§ TRAVAIL À FAIRE
[1] Dans l'extrait présenté, recopiez le passage qui commence aux mots « 26 mars 2013 » et s'arrête après « de l’article L612-16. ». Remplacez-y « restauration » par « rétablissement ».
[2] Pour chacune des affirmations suivantes, dites par oui ou par non si elle concorde avec l'extrait présenté. Justifiez chaque réponse en citant les mots décisifs de l'extrait. (a) Le recours d'ASTRAZENECA date du 6 avril 2009. (b) La décision de restauration des droits a été prise par la Cour de Paris. (c) L'ordonnance du 11 décembre 2008 est entrée en vigueur le 13 décembre 2008.
[3] D'après l'extrait présenté, à quelle date la constatation de la déchéance a-t-elle été publiée au BOPI ?

§ EXTRAIT PRÉSENTÉ
————————

27 février 2004 : publication au BOPI de la constatation de la déchéance.
13 décembre 2008 : entrée en vigueur de l’ordonnance du 11 décembre 2008 abroge l’ancien L 613-22 2.
6 avril 2009 : recours de ASTRAZENECA.
26 mars 2013 : décision de restauration des droits attachés au brevet par le Directeur de l’INPI.
24 mai 2013 : recours des sociétés ACTAVIS contre cette décision de restauration .
L’intérêt à agir de ACTAVIS ayant été reconnu, chacun l’aura compris, la Cour de Paris est interrogée sur la question de l’application dans le temps de l’ordonnance du 11 décembre 2008 qui a abrogé l’ancien article L 613-22 2, et a mis en place le délai de recours de l’article L612-16.

————————

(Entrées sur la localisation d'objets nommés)
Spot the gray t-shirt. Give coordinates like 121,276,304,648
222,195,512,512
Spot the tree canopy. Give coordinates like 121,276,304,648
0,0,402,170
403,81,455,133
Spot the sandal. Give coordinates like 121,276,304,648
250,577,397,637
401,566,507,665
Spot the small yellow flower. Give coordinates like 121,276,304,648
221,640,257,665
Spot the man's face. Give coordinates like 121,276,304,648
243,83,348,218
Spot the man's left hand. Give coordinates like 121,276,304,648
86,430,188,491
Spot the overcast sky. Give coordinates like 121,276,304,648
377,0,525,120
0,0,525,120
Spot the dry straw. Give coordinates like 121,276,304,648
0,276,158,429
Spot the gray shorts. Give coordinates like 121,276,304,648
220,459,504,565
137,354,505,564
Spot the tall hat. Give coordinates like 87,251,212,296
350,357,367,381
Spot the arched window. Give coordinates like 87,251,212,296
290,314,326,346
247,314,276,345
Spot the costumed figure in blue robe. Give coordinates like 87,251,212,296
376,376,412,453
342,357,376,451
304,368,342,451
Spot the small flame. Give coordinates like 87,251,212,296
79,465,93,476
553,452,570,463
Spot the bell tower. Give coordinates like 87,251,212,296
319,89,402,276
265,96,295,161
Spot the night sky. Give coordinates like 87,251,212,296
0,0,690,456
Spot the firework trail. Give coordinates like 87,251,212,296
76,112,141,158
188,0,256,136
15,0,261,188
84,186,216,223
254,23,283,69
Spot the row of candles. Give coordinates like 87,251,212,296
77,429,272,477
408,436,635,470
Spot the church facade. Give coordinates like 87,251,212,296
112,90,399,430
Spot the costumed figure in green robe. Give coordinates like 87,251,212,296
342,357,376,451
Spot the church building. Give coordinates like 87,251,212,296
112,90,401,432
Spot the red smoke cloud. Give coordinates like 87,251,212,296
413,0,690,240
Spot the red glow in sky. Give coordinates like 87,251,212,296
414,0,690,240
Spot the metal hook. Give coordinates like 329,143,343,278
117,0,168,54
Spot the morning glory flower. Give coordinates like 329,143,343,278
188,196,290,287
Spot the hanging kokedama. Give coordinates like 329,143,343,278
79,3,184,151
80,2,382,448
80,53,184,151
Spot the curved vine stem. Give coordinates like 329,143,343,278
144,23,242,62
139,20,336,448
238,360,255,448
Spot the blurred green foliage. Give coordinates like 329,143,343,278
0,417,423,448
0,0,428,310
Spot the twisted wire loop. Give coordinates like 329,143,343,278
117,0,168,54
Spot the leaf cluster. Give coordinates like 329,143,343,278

————————

§ RÉPONSES
[1]
26 mars 2013 : décision de rétablissement des droits attachés au brevet par le Directeur de l’INPI.
24 mai 2013 : recours des sociétés ACTAVIS contre cette décision de rétablissement .
L’intérêt à agir de ACTAVIS ayant été reconnu, chacun l’aura compris, la Cour de Paris est interrogée sur la question de l’application dans le temps de l’ordonnance du 11 décembre 2008 qui a abrogé l’ancien article L 613-22 2, et a mis en place le délai de recours de l’article L612-16.

[2]
(a) Oui : « 6 avril 2009 : recours de ASTRAZENECA ».
(b) Non : « décision de restauration des droits attachés au brevet par le Directeur de l’INPI ».
(c) Oui : « 13 décembre 2008 : entrée en vigueur de l’ordonnance du 11 décembre 2008 ».

[3] Le 27 février 2004.